## [Listed entries]
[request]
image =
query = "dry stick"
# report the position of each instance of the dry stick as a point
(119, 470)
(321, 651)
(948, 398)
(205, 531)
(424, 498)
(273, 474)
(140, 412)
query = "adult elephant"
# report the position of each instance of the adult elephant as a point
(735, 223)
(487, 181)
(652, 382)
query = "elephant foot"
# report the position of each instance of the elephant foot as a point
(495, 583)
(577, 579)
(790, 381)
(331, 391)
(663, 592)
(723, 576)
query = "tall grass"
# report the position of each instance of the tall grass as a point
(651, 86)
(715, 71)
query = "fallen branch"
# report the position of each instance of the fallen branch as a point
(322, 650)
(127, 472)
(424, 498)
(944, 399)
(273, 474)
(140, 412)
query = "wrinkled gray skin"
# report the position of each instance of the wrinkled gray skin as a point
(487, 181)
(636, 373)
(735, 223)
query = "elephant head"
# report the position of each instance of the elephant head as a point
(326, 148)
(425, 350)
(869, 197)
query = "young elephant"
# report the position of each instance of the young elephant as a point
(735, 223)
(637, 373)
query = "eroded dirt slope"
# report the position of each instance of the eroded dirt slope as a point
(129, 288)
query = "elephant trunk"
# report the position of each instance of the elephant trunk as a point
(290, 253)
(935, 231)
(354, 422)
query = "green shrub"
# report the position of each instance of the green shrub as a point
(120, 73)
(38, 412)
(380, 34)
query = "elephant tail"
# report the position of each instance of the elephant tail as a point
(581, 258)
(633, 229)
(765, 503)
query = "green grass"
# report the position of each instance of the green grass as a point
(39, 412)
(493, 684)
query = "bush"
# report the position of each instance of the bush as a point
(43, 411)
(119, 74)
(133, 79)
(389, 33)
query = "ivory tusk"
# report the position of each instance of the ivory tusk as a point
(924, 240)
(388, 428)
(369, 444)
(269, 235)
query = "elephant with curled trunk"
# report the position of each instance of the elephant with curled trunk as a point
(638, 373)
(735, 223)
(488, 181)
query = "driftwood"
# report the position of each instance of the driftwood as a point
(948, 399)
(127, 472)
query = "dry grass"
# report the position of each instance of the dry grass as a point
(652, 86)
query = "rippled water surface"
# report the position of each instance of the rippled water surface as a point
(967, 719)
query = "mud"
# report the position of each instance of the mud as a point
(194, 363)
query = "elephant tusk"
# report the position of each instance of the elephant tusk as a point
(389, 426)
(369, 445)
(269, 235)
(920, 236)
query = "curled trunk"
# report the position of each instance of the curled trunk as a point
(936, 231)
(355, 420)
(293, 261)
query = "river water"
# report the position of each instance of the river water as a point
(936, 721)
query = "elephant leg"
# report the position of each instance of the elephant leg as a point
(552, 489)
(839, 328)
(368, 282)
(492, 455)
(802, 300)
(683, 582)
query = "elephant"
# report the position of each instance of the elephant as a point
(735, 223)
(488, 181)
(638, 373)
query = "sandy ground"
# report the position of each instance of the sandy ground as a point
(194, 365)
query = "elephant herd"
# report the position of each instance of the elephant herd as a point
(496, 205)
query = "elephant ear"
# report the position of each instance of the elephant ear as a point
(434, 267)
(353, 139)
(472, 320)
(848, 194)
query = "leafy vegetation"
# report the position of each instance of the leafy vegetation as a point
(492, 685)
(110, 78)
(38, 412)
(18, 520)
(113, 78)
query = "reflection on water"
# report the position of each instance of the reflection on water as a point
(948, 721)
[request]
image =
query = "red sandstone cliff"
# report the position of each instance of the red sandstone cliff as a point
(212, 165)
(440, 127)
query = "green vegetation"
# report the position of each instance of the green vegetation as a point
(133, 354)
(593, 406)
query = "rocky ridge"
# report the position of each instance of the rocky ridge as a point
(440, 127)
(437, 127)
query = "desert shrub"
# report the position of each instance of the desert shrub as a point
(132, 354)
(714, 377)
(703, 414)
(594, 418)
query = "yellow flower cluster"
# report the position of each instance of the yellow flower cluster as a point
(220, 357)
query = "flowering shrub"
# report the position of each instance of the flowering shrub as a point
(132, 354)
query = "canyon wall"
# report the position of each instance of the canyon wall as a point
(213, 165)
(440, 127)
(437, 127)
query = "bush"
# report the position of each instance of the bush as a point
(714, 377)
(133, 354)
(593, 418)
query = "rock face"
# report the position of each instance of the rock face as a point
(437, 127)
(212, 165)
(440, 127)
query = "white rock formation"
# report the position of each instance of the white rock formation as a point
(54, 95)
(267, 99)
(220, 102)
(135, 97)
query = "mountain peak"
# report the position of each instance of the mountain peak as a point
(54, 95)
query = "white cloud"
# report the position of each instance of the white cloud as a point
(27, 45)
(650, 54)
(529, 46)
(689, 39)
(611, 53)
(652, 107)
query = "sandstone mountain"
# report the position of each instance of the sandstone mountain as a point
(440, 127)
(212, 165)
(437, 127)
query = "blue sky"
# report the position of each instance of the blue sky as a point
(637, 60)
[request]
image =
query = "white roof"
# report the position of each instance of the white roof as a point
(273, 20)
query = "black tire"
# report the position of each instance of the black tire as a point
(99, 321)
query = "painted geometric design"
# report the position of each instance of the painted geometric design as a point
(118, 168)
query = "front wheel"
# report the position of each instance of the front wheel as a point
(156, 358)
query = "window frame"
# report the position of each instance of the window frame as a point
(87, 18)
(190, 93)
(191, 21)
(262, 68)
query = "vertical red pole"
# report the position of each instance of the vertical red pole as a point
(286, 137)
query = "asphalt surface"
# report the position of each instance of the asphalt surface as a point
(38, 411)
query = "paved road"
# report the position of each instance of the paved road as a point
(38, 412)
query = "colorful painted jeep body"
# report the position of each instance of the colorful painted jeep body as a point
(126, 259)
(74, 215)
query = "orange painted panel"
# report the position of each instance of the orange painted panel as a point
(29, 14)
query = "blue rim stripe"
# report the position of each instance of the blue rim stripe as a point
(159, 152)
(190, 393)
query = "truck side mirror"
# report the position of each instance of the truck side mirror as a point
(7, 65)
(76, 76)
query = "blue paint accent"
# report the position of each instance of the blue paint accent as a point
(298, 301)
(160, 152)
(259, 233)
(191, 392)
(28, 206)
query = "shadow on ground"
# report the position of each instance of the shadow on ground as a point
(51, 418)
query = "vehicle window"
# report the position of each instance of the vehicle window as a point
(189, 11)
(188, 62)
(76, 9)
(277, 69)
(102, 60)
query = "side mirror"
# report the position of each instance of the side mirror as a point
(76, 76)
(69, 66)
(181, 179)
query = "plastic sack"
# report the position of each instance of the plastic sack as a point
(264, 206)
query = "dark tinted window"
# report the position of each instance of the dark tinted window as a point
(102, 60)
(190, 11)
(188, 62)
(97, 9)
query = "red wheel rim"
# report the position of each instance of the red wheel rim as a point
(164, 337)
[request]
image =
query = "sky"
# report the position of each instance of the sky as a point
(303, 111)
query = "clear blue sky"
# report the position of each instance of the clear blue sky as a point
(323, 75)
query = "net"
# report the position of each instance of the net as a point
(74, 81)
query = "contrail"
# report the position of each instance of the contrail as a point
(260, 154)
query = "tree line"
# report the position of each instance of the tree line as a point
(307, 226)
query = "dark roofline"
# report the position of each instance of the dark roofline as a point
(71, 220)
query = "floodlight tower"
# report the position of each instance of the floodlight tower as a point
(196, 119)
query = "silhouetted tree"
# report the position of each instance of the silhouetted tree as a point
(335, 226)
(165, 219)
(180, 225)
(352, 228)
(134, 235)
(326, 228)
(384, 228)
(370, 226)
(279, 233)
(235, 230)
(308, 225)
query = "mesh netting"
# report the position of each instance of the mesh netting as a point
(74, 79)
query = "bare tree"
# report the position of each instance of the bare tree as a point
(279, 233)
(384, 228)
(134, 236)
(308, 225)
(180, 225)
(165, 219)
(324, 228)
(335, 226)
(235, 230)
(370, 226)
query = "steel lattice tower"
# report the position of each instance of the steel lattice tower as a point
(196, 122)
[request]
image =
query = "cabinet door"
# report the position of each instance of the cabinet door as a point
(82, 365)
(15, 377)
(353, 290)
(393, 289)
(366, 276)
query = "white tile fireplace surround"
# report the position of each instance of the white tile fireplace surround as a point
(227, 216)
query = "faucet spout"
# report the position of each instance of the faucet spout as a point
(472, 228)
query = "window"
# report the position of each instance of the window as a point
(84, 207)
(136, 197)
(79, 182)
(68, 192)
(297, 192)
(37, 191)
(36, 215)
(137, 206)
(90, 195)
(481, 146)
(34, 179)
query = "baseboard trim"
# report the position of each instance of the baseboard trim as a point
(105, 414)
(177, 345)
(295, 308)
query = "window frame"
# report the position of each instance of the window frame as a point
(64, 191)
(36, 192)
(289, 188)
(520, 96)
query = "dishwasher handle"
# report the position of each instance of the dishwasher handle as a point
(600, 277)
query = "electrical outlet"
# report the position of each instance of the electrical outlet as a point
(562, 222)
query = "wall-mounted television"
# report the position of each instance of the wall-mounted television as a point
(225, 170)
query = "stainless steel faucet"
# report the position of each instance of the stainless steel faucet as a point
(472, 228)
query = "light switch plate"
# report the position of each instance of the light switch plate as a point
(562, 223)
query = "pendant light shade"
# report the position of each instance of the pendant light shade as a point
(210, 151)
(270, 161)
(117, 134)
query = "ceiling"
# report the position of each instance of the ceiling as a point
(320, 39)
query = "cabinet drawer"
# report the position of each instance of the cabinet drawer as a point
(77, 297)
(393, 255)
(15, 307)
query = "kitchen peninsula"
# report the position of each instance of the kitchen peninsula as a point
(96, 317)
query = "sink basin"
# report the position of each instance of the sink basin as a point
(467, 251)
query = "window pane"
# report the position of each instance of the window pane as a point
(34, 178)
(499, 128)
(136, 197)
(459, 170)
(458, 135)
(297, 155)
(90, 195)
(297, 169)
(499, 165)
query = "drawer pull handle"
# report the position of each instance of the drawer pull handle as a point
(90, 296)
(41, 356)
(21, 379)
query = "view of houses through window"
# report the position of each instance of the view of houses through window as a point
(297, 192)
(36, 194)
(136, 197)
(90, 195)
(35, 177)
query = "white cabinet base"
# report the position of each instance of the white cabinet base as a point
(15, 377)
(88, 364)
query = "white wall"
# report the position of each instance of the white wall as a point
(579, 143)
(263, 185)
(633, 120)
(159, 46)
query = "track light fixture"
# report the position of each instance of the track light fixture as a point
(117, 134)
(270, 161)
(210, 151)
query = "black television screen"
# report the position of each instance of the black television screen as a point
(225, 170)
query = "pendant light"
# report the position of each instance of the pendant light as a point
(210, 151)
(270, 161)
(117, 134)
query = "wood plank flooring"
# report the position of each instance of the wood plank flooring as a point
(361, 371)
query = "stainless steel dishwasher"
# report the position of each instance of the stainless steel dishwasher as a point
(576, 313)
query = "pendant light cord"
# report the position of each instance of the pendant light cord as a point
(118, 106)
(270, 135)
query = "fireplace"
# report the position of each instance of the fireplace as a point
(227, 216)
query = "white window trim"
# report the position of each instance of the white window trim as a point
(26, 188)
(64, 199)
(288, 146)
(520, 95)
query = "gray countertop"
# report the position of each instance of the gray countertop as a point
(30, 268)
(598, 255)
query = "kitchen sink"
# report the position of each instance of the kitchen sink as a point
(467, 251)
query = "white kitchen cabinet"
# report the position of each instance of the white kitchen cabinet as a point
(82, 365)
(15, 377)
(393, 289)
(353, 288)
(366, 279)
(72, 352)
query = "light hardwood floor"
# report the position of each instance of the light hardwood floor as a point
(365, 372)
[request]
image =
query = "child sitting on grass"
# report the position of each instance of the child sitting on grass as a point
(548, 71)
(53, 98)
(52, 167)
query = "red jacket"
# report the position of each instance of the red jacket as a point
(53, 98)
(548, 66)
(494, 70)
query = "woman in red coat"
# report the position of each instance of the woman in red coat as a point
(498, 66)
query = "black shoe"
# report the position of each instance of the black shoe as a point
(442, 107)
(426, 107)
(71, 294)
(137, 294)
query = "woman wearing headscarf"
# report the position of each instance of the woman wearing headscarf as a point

## [How to complete this task]
Copy all lines of the material above where the string "headscarf" occurs.

## [Problem solution]
query = "woman wearing headscarf"
# report the position of each instance of the woman wearing headscarf as a point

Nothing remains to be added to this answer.